Selected excerpt:
Genome Surgery Made Easier:New Method Enables Highly Efficient Editing in Cells

By YAN Fusheng

What if doctors could precisely edit your DNA to correct disease-causing mutations?Thanks to rapid advances in gene editing tools, this futuristic concept is creeping closer to reality.But precise genomic “surgery” remains challenging.Now, scientists have developed an innovative technique to integrate new DNA sequences into cells with record efficiency and accuracy – an important step toward next-generation gene therapies.

Scientists have developed an innovative technique, namely PAINT, to integrate new DNA sequences into cells with record efficiency and accuracy.(Image by Pixabay)

Gene editing enables precise modifications to DNA, holding great promise for treating inherited disorders.However, efficiently inserting large new genes into cells has proven difficult.Now a research team jointly led by CAS Member Dr.ZHOU Qi, and Dr.LI Wei from the CAS Institute of Zoology (IOZ) report a new CRISPR-based method that achieves remarkably robust and precise DNA integrations across diverse cell types.This technology could help overcome key barriers to realizing customized gene therapies.

CRISPR nucleases like Cas9 cut DNA at precise spots, triggering cellular repair processes that can engineer genomes.However, coaxing cells to accurately copy new genetic material into these breaks is inefficient if using existing techniques.

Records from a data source
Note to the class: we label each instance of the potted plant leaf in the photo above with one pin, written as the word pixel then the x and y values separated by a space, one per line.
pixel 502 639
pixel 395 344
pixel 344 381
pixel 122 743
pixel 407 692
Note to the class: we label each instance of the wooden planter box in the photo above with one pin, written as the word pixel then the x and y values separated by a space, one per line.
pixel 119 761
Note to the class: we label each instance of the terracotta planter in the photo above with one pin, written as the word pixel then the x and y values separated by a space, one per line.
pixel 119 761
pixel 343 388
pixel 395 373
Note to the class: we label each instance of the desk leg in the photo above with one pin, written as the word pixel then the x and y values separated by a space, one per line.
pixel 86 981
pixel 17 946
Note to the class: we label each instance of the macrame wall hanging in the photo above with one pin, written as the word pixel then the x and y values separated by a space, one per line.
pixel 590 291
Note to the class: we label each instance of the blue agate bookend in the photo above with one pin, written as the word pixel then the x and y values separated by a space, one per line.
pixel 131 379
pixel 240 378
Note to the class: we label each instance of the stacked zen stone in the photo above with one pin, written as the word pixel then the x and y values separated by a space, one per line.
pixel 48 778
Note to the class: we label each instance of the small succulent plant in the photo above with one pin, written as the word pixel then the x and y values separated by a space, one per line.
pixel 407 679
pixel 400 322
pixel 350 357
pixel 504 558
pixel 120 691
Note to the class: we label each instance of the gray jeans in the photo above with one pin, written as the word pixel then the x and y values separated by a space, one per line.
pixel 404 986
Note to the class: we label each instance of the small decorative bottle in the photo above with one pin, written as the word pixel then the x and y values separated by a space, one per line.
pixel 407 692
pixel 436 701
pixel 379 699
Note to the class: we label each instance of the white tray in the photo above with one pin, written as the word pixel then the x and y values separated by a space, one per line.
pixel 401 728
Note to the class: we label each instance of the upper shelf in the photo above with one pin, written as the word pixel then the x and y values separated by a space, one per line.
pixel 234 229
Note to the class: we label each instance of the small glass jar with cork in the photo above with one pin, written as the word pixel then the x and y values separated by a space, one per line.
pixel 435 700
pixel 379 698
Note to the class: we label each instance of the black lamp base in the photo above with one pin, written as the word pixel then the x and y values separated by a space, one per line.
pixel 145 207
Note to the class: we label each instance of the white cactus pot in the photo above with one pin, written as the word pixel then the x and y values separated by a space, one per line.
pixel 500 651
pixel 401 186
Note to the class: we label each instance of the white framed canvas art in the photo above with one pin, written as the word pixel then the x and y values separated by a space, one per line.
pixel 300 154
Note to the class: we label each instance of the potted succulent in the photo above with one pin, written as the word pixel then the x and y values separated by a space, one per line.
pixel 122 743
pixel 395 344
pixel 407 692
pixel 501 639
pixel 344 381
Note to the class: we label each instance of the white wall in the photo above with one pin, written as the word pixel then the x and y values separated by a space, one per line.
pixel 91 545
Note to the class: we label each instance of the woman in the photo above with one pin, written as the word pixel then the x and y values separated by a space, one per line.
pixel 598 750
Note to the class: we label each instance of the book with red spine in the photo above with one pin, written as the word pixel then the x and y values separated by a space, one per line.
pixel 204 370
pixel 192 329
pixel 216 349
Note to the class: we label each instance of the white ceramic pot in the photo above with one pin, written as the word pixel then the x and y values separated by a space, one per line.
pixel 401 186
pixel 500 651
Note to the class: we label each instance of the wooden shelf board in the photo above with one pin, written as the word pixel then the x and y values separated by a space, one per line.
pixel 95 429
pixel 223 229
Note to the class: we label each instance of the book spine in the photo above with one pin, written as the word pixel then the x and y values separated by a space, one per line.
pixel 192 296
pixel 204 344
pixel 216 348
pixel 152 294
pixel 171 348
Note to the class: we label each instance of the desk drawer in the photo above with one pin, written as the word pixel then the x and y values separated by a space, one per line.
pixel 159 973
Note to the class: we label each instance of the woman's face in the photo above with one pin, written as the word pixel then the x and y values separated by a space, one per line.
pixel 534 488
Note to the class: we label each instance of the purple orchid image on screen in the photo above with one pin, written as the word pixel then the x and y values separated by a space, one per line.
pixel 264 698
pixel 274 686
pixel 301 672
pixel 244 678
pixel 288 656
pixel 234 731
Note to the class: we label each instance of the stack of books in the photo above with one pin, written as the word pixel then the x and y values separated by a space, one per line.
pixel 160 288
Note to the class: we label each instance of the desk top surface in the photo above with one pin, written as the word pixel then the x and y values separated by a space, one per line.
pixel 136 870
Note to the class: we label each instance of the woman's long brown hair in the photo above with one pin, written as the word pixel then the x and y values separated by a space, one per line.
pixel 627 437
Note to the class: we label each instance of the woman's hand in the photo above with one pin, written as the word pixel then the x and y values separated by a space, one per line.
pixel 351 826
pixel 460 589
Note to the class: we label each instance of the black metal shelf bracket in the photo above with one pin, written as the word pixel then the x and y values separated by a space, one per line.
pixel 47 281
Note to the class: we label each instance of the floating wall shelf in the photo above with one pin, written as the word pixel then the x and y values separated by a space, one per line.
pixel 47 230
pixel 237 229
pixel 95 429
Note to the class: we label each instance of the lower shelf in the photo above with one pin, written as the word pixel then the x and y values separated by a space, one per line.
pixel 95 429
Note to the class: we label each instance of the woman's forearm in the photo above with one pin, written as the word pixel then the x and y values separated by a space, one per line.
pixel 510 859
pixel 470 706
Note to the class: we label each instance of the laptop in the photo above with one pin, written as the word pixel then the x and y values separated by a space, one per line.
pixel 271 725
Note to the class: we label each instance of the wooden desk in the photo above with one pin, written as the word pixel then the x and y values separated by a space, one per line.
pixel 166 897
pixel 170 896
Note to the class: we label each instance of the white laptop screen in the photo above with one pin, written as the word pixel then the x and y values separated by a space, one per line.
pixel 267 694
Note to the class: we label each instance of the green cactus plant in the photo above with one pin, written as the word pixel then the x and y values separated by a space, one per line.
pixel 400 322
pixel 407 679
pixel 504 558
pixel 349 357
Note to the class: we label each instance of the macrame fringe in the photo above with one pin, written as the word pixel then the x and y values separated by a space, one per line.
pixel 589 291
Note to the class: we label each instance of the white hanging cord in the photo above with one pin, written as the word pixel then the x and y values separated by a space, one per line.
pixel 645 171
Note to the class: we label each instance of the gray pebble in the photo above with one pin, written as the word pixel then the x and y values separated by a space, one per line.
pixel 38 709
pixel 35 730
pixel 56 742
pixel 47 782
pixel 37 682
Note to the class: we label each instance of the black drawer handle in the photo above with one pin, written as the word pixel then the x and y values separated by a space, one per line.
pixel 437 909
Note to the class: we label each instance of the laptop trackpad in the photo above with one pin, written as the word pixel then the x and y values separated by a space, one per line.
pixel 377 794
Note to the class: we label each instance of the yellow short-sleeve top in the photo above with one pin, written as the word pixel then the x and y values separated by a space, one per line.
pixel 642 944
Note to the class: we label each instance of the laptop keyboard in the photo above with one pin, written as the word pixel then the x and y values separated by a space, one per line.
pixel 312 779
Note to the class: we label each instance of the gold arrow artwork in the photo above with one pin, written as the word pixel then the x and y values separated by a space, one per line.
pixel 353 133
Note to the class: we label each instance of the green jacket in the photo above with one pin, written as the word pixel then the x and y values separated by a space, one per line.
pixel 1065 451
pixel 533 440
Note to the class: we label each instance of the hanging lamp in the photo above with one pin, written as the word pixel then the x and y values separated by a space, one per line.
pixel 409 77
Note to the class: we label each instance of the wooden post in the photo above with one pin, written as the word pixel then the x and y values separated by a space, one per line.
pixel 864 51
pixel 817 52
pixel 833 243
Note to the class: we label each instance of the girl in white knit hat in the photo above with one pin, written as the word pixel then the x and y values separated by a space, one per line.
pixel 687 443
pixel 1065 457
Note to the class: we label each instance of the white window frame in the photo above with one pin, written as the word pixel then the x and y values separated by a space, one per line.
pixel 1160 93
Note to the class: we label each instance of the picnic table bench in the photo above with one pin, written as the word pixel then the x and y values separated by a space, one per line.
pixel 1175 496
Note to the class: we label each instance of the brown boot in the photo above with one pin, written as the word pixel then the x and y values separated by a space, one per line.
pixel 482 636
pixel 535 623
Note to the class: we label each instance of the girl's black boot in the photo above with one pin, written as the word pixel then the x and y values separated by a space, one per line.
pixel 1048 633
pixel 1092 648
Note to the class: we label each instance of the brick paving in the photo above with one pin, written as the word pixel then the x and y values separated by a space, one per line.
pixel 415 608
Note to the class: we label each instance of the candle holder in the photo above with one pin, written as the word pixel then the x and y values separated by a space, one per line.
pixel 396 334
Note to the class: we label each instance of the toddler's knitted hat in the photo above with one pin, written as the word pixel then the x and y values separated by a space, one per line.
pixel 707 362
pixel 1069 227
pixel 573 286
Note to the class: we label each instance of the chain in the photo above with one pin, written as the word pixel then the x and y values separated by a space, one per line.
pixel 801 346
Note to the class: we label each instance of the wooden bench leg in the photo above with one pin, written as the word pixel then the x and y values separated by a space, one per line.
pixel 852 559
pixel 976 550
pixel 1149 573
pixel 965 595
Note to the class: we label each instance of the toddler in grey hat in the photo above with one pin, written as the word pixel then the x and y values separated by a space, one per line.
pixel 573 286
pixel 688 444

Tasks for this exercise:
**A.** Write out the passage of the gene editing article, everything from "CRISPR nucleases like" down to "using existing techniques.".
**B.** Answer these questions using the gene editing article:
(i) What name is given to the new technique?
(ii) From which institute are ZHOU Qi and LI Wei?
(iii) Which CRISPR nuclease is named as an example?

Task solutions:
**A.**
CRISPR nucleases like Cas9 cut DNA at precise spots, triggering cellular repair processes that can engineer genomes.However, coaxing cells to accurately copy new genetic material into these breaks is inefficient if using existing techniques.

**B.**
(i) PAINT
(ii) The CAS Institute of Zoology (IOZ)
(iii) Cas9